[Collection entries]
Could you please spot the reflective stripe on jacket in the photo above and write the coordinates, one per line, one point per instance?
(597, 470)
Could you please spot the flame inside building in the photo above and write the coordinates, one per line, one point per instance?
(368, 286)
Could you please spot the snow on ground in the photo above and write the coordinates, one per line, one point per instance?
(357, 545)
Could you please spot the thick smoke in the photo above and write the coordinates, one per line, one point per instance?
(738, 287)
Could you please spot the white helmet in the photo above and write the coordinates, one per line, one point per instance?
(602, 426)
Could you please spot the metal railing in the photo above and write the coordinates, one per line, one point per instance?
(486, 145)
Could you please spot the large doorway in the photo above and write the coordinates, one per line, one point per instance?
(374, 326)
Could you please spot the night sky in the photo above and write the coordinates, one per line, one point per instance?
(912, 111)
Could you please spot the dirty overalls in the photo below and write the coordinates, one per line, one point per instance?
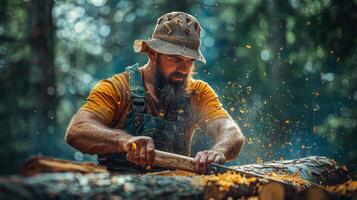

## [How to complete this task]
Return each line above exactly; any pictures are to be skipped.

## [Solution for this problem]
Could you please spot the reflective stripe on jacket in the photo above and write the coordinates, one per line, one point per instance?
(597, 470)
Could you please spot the flame inside building in the photo above and write the coordinates, one per line, one point per instance?
(368, 286)
Could you please spot the snow on ground in the photo above and write the coordinates, one per line, one point per instance?
(357, 545)
Could you please spot the thick smoke in the photo above and write the coordinates, one per line, one point per instance?
(738, 287)
Could you please spot the white helmet in the photo above and write the coordinates, one per line, one point per instance?
(602, 426)
Could you please spot the metal railing in the photo above and write the coordinates, one per line, one point per instance?
(486, 145)
Could you please spot the large doorway in the photo above and write the coordinates, one per line, one point per instance?
(374, 326)
Could you please spot the night sky in the photo above and write the coordinates, one per line, one point per instance?
(912, 111)
Could you please spot the dirty overalls in the photo below and write the coordinates, one per line, one point per instance?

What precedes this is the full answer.